Foto: State Emergency Service of Ukraine/REUTERS
Chasiv Yar: 48 mortos em bombardeio
Na noite de 9 de julho, a pequena cidade de Chasiv Yar, no leste da Ucrânia, foi bombardeada. Segundo a mídia, os lançadores de foguetes múltiplos Uragan foram disparados em áreas residenciais. Um edifício residencial de cinco andares foi duramente atingido, e 48 corpos foram resgatados de seus escombros.
Foto: Nariman El-Mofty/AP/dpa/picture alliance
Serhiyivka: 21 mortos em ataque com mísseis de cruzeiro
Um ataque a Serhiyivka em 1º de julho custou pelo menos 21 vidas. O porto perto de Odessa aparentemente foi atingido por mísseis de cruzeiro durante a noite, como a Anistia Internacional informou após investigações no local. Pelo menos 35 ficaram feridos nos ataques. Por ser um resort de saúde, Serhiyivka é particularmente popular entre os turistas russos.
Foto: Maxim Penko/AP/picture alliance
Kramatorsk: 61 mortos na estação de trem
Imagens terríveis de Kramatorsk deram a volta ao mundo em 8 de abril: vários mísseis submarinos russos 9K79-1 Tochka atingiram a estação ferroviária da cidade no leste da Ucrânia, enquanto passageiros esperavam pelo trem. 61 foram mortos, incluindo sete crianças. Cientistas de balística determinaram que os mísseis haviam sido disparados da área da Ucrânia controlada pelos russos.

Dados fornecidos:
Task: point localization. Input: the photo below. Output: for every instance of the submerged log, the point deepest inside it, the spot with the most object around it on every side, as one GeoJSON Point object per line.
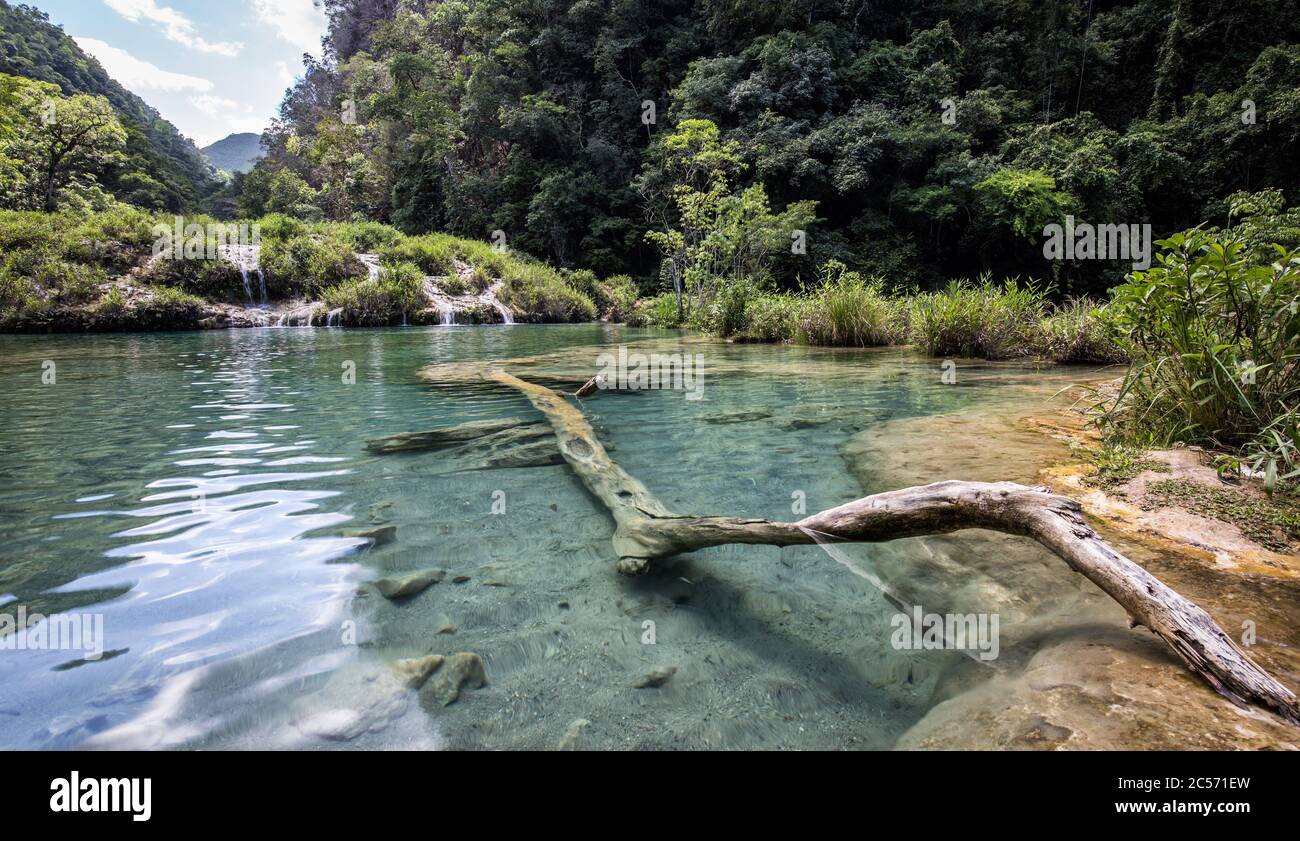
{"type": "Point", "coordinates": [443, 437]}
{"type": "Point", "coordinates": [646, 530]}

---

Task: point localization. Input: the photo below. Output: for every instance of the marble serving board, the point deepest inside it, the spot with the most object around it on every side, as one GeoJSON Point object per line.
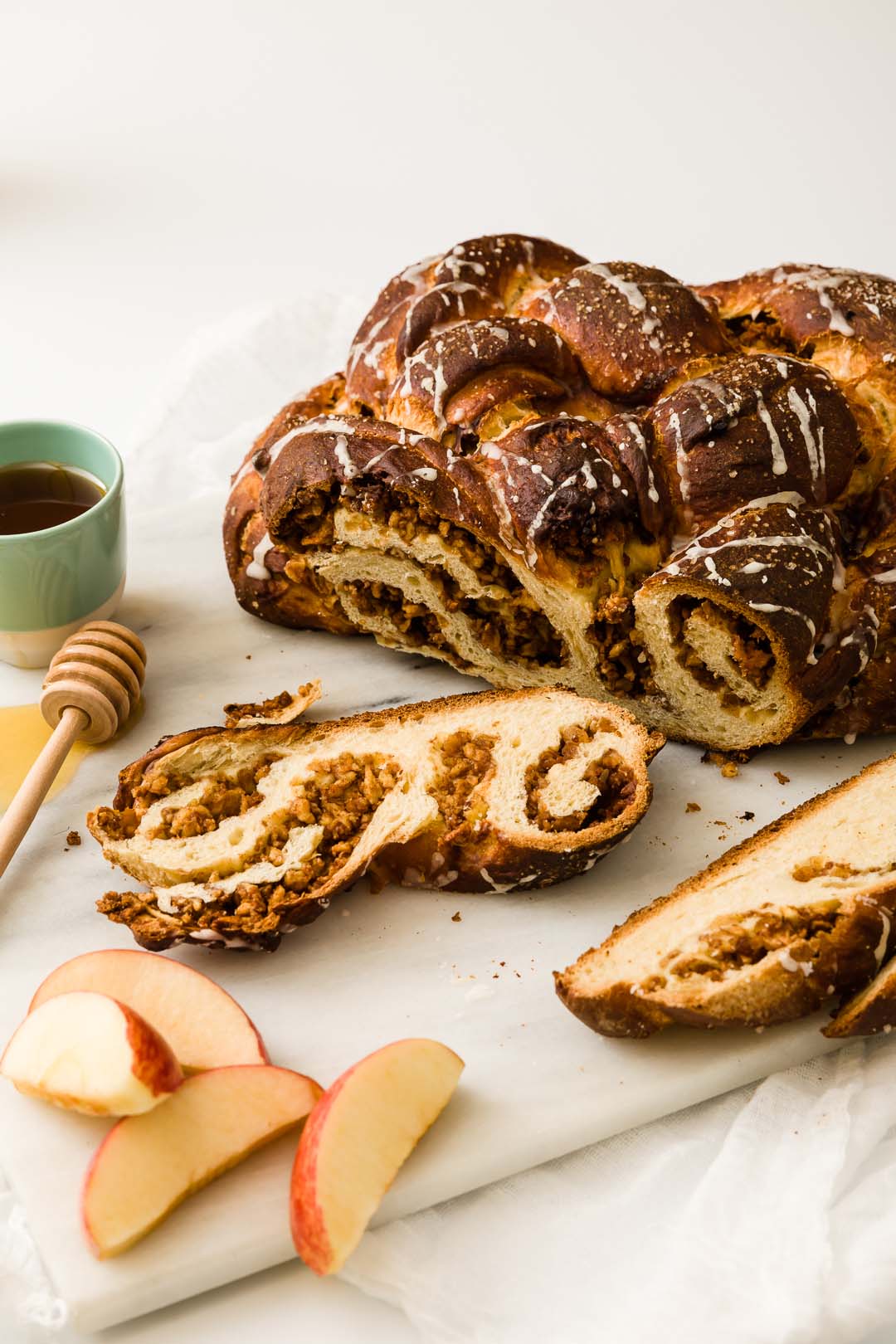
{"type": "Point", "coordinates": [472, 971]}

==

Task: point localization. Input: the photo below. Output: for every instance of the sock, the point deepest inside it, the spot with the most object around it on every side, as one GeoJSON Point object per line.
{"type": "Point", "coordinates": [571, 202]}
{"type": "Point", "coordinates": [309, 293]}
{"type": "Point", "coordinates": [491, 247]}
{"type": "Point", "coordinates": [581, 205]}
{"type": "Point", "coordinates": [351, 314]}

Tarefa atribuída 1: De acordo com o texto sobre os ataques na Ucrânia, quantas pessoas morreram na estação ferroviária de Kramatorsk?
Tarefa atribuída 2: Transcreva, do texto sobre os ataques na Ucrânia, o trecho que se inicia com as palavras "Foto: Nariman El-Mofty/AP/dpa/picture" e se encerra com "os turistas russos.".
As linhas não guardam relação com o texto.

Resultado da tarefa 1: Morreram 61 pessoas, incluindo sete crianças.

Resultado da tarefa 2:
Foto: Nariman El-Mofty/AP/dpa/picture alliance
Serhiyivka: 21 mortos em ataque com mísseis de cruzeiro
Um ataque a Serhiyivka em 1º de julho custou pelo menos 21 vidas. O porto perto de Odessa aparentemente foi atingido por mísseis de cruzeiro durante a noite, como a Anistia Internacional informou após investigações no local. Pelo menos 35 ficaram feridos nos ataques. Por ser um resort de saúde, Serhiyivka é particularmente popular entre os turistas russos.